• MATERIAL SUPPLIED

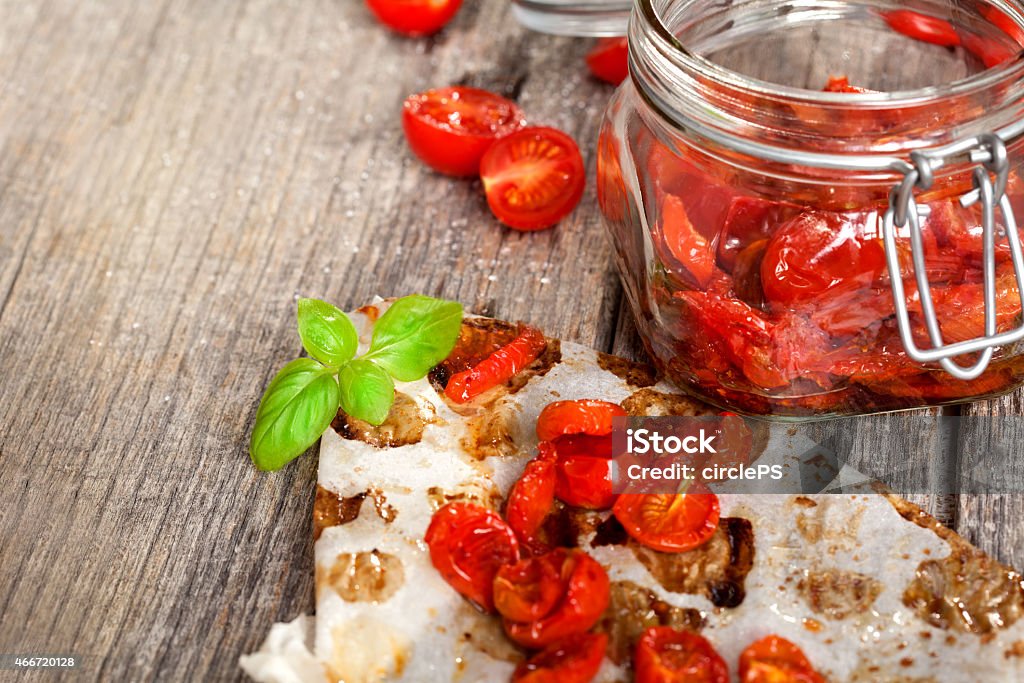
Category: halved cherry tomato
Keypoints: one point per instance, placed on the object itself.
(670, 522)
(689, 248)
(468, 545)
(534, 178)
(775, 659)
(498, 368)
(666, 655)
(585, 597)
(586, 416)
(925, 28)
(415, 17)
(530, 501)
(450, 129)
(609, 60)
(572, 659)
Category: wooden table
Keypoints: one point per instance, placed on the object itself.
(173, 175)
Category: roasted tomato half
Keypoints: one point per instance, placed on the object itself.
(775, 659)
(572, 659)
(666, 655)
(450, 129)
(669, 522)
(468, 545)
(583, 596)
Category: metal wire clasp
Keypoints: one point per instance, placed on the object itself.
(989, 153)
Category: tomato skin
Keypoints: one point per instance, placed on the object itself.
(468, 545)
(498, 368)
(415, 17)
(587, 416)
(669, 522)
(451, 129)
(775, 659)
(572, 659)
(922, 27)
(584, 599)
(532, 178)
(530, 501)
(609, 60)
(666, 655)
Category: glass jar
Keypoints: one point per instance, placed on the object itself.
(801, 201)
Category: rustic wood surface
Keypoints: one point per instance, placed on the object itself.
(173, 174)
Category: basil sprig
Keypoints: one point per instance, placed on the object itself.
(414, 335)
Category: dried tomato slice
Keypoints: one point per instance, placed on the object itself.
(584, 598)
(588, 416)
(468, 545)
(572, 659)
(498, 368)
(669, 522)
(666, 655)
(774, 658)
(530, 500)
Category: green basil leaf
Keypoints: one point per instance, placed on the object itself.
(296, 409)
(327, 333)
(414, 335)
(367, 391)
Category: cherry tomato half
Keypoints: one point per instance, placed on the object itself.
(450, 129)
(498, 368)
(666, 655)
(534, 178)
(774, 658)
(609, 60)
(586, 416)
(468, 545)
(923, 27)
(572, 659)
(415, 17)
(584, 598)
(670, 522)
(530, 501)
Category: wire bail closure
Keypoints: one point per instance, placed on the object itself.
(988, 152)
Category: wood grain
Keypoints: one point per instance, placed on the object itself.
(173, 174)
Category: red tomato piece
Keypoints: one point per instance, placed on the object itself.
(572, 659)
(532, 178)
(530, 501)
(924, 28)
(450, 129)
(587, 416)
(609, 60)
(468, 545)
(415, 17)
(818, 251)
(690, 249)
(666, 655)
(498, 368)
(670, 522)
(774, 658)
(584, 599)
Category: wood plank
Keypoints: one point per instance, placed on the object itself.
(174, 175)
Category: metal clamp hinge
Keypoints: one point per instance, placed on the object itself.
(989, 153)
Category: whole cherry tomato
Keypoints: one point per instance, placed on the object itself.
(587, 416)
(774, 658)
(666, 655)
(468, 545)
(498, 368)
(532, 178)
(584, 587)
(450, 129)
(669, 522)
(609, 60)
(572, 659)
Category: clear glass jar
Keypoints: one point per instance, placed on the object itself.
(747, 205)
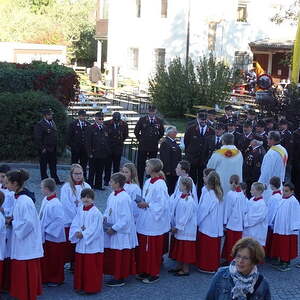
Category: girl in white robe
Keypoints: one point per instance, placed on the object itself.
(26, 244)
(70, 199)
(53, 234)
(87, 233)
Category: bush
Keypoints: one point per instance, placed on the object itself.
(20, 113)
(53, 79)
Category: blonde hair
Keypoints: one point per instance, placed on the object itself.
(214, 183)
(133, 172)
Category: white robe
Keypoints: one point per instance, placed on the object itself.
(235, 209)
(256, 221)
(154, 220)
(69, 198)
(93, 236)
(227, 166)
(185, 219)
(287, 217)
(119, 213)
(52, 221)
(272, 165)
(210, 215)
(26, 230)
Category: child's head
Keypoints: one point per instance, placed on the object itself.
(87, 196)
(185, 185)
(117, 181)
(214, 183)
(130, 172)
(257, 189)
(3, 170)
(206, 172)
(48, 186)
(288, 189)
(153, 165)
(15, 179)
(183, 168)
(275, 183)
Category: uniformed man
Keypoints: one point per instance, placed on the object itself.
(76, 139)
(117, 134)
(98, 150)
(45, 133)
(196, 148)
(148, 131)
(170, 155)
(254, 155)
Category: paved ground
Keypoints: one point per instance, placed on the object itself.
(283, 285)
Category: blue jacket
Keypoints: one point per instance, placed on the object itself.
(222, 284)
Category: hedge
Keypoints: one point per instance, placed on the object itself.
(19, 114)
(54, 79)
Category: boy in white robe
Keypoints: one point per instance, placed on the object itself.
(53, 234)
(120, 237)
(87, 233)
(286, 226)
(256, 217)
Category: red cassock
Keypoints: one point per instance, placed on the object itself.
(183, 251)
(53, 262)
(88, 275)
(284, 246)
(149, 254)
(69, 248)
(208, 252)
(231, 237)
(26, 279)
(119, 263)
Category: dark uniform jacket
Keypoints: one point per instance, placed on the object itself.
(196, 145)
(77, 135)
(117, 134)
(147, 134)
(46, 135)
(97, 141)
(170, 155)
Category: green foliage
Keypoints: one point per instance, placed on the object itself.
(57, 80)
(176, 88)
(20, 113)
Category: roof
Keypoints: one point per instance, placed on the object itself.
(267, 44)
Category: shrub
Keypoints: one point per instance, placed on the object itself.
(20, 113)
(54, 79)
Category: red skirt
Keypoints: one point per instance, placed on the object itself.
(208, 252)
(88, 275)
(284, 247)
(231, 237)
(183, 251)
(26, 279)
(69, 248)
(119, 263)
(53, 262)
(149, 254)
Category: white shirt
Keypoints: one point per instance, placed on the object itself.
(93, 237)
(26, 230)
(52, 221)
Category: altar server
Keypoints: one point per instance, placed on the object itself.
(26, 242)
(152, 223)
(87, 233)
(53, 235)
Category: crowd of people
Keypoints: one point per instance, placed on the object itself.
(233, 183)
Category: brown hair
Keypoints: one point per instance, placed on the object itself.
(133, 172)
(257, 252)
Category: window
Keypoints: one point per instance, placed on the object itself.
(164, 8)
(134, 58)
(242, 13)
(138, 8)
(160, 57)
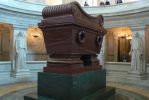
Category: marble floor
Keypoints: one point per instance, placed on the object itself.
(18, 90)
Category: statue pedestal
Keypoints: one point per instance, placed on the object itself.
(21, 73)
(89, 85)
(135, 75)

• YOUR GOAL
Could you reproduce the listing above word for word while leaving out its pictures?

• PROBLEM SOLUTION
Category: halved cherry tomato
Keypoints: one point per instance, placed on the object itself.
(670, 522)
(689, 248)
(468, 545)
(534, 178)
(775, 659)
(498, 368)
(666, 655)
(585, 597)
(586, 416)
(925, 28)
(415, 17)
(530, 501)
(450, 129)
(609, 60)
(572, 659)
Category: wooden table
Keypoints: one point per instance, placed on the object itself.
(173, 175)
Category: roasted tomato half
Keypoints: one point per instance, placed on the object itself.
(775, 659)
(572, 659)
(666, 655)
(450, 129)
(669, 522)
(468, 545)
(583, 596)
Category: metal wire clasp
Keypoints: one point per instance, placed on the object itself.
(989, 153)
Category: tomato skin
Keypoints: one point per instance, placed on the object itself.
(468, 545)
(498, 368)
(415, 17)
(587, 416)
(669, 522)
(451, 129)
(775, 659)
(572, 659)
(922, 27)
(584, 599)
(532, 178)
(530, 501)
(609, 60)
(666, 655)
Category: glass jar
Keypoints: one point per instance, placed on the object itself.
(801, 201)
Category: rustic wood surface
Keypoints: one point per instance, placed on the object itself.
(173, 174)
Category: basil sprig
Keypoints: one point per instance, placed on the object itself.
(414, 335)
Category: dried tomato slice
Keypoints: one point per instance, placed on the object itself.
(584, 598)
(588, 416)
(468, 545)
(572, 659)
(498, 368)
(669, 522)
(666, 655)
(774, 658)
(530, 500)
Category: green basil leaf
Keypoints: one point per instance, placed on the object itself.
(296, 409)
(327, 333)
(414, 335)
(367, 391)
Category: cherry tomato half
Keypoints: one point per instance, placed on the object itself.
(450, 129)
(498, 368)
(666, 655)
(534, 178)
(774, 658)
(609, 60)
(586, 416)
(468, 545)
(923, 27)
(572, 659)
(415, 17)
(584, 598)
(670, 522)
(530, 501)
Category: wire bail closure
Keypoints: one point per instance, placed on the object itself.
(988, 152)
Category: wood grain
Keypoints: one point per instance, placed on the object itself.
(173, 174)
Category: red tomato piece
Keypoints: one point per instance, placed on the object itself.
(572, 659)
(532, 178)
(530, 501)
(924, 28)
(450, 129)
(587, 416)
(609, 60)
(468, 545)
(415, 17)
(818, 251)
(690, 249)
(666, 655)
(498, 368)
(670, 522)
(774, 658)
(584, 599)
Category: wood plank
Keypoints: one point per instance, placed on the object itself.
(174, 175)
Category: metal clamp hinge
Keypoints: one point per instance, placed on the object itself.
(989, 153)
Category: whole cherry tomato
Keypoints: one point per instance, placed on the object itself.
(587, 416)
(774, 658)
(666, 655)
(468, 545)
(498, 368)
(532, 178)
(584, 587)
(450, 129)
(669, 522)
(609, 60)
(572, 659)
Category: clear glass jar
Keypoints: one point per instance, placed on the object itself.
(747, 205)
Category: girl in white robe
Keypoints: one point per instance, placed on the object itself.
(26, 244)
(70, 199)
(53, 234)
(87, 233)
Category: bush
Keypoints: one point per instance, placed on the object itself.
(20, 113)
(53, 79)
Category: blonde hair
Keypoints: one point per instance, placed on the object itself.
(214, 183)
(133, 172)
Category: white robe
Keypoints: one point per instance, placed on the object itself.
(235, 209)
(256, 221)
(154, 220)
(69, 198)
(93, 236)
(227, 166)
(185, 219)
(287, 217)
(119, 213)
(52, 221)
(272, 165)
(210, 215)
(26, 230)
Category: child's head
Keypoints: one point per instance, placed on the object itself.
(87, 196)
(185, 185)
(117, 181)
(214, 183)
(130, 172)
(257, 189)
(3, 170)
(206, 172)
(48, 186)
(288, 189)
(153, 165)
(15, 179)
(183, 168)
(275, 183)
Category: uniformed man
Keypoints: one point per instance, placed on the object itself.
(76, 139)
(117, 134)
(98, 150)
(45, 133)
(196, 148)
(148, 131)
(170, 155)
(254, 155)
Category: paved ground
Keypoints: one point per instance, placed on the object itself.
(283, 285)
Category: blue jacket
Keypoints: one point per instance, placed on the object itself.
(222, 284)
Category: hedge
Keypoints: one point per instance, placed on the object itself.
(19, 114)
(54, 79)
Category: boy in white robe
Keypoints: one point per instance, placed on the object itself.
(53, 234)
(120, 237)
(87, 233)
(286, 226)
(256, 217)
Category: red cassock
Keypoints: one point per instance, placed on the object itself.
(183, 251)
(53, 262)
(88, 275)
(284, 246)
(149, 254)
(69, 248)
(208, 252)
(231, 237)
(26, 279)
(119, 263)
Category: dark uniform jacket
Keypoints: one point per instance, placed on the object itself.
(196, 145)
(77, 135)
(117, 134)
(147, 134)
(46, 135)
(97, 141)
(170, 155)
Category: green foliage
Keypoints: one point per instance, placed on the object itself.
(57, 80)
(176, 88)
(20, 113)
Category: roof
Keypoints: one point per instance, placed on the object itself.
(267, 44)
Category: shrub
Keypoints: one point per instance, placed on the object itself.
(20, 113)
(54, 79)
Category: red skirt
Keypoints: one point per instance, placed on the object itself.
(208, 252)
(88, 275)
(284, 247)
(231, 237)
(183, 251)
(26, 279)
(69, 248)
(119, 263)
(53, 262)
(149, 254)
Category: white shirt
Keypoints: one point per instance, placed on the object itself.
(93, 237)
(26, 230)
(52, 221)
Category: altar server
Keypoints: one point per instance, placed on the object itself.
(26, 242)
(152, 223)
(87, 233)
(53, 235)
Category: crowd of people
Keypoints: one point per instance, placed on the object itself.
(233, 183)
Category: brown hair
Keypoints: one point per instance, placed on the object itself.
(133, 172)
(257, 252)
Category: window
Keypoints: one point per instance, placed on the object itself.
(164, 8)
(134, 58)
(242, 13)
(138, 8)
(160, 57)
Category: marble floor
Keypoints: one point per instance, placed on the object itself.
(18, 90)
Category: statue pedestal
Keypoints: one point per instance, placed on the object itself.
(21, 73)
(89, 85)
(135, 75)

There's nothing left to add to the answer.